# EXERCISE
In this exercise, every entry is to be transcribed exactly as written.

# GIVEN RECORDS
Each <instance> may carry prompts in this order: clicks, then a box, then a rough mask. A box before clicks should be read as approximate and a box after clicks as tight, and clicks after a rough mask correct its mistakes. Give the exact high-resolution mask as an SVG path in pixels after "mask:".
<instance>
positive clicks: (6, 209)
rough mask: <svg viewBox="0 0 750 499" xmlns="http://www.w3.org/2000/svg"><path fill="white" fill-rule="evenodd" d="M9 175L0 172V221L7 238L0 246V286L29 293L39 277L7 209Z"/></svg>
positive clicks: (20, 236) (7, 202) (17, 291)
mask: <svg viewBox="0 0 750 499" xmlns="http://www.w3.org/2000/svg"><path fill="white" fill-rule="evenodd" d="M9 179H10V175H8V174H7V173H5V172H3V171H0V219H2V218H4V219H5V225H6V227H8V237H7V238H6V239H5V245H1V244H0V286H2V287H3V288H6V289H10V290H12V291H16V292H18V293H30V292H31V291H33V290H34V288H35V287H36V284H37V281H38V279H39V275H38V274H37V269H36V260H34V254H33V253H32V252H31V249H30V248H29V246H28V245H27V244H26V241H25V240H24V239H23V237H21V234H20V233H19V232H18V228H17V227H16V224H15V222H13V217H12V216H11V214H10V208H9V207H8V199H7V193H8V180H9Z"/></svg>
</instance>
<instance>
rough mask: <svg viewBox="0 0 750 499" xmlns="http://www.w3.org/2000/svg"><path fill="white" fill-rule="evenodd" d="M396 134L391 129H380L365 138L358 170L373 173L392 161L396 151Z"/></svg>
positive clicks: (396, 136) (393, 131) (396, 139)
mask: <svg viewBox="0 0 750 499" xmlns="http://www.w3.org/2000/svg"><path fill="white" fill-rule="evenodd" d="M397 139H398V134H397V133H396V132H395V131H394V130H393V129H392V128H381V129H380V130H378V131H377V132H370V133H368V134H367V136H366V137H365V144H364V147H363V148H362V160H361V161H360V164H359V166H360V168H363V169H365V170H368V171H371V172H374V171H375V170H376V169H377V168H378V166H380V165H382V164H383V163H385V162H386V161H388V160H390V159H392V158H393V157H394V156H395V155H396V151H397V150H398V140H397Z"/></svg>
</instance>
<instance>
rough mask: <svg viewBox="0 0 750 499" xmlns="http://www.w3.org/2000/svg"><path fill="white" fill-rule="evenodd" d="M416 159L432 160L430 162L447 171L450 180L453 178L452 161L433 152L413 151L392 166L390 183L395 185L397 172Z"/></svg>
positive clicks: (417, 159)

# TASK RESPONSE
Each <instance> may carry prompts in this order: clicks, then a box, then a rough mask. A box before clicks should be read as approximate and a box after clicks as tight, and clicks after a rough mask correct its mistakes. Give the exact high-resolution mask as an SVG path in pixels after "mask:".
<instance>
positive clicks: (6, 209)
rough mask: <svg viewBox="0 0 750 499" xmlns="http://www.w3.org/2000/svg"><path fill="white" fill-rule="evenodd" d="M9 175L0 172V221L7 238L0 246V286L29 293L39 277L7 209Z"/></svg>
positive clicks: (20, 236) (7, 202) (17, 291)
mask: <svg viewBox="0 0 750 499" xmlns="http://www.w3.org/2000/svg"><path fill="white" fill-rule="evenodd" d="M9 179H10V175H8V174H7V173H5V172H3V171H0V219H2V218H4V219H5V225H6V227H8V237H7V238H6V239H5V245H1V244H0V286H2V287H3V288H6V289H10V290H12V291H16V292H18V293H30V292H31V291H33V290H34V288H35V287H36V284H37V281H38V279H39V275H38V274H37V269H36V260H34V254H33V253H32V252H31V249H30V248H29V246H28V245H27V244H26V241H25V240H24V239H23V237H21V234H20V233H19V232H18V228H17V227H16V224H15V222H13V217H12V216H11V214H10V208H9V207H8V199H7V193H8V180H9Z"/></svg>
</instance>
<instance>
rough mask: <svg viewBox="0 0 750 499" xmlns="http://www.w3.org/2000/svg"><path fill="white" fill-rule="evenodd" d="M396 134L391 129H380L365 138L358 170L373 173L392 161L396 151Z"/></svg>
positive clicks: (396, 136) (393, 131) (396, 139)
mask: <svg viewBox="0 0 750 499" xmlns="http://www.w3.org/2000/svg"><path fill="white" fill-rule="evenodd" d="M397 139H398V134H397V133H396V132H395V131H394V130H393V129H392V128H381V129H380V130H378V131H377V132H370V133H368V134H367V136H366V137H365V144H364V147H363V148H362V160H361V161H360V164H359V166H360V168H363V169H365V170H368V171H371V172H374V171H375V170H376V169H377V168H378V166H380V165H382V164H383V163H385V162H386V161H388V160H390V159H392V158H393V157H394V156H395V155H396V151H397V150H398V140H397Z"/></svg>
</instance>
<instance>
rough mask: <svg viewBox="0 0 750 499" xmlns="http://www.w3.org/2000/svg"><path fill="white" fill-rule="evenodd" d="M416 159L432 160L430 162L447 171L450 180L453 178L452 161L433 152L413 151L392 166L390 183L395 185L397 172Z"/></svg>
positive clicks: (417, 159)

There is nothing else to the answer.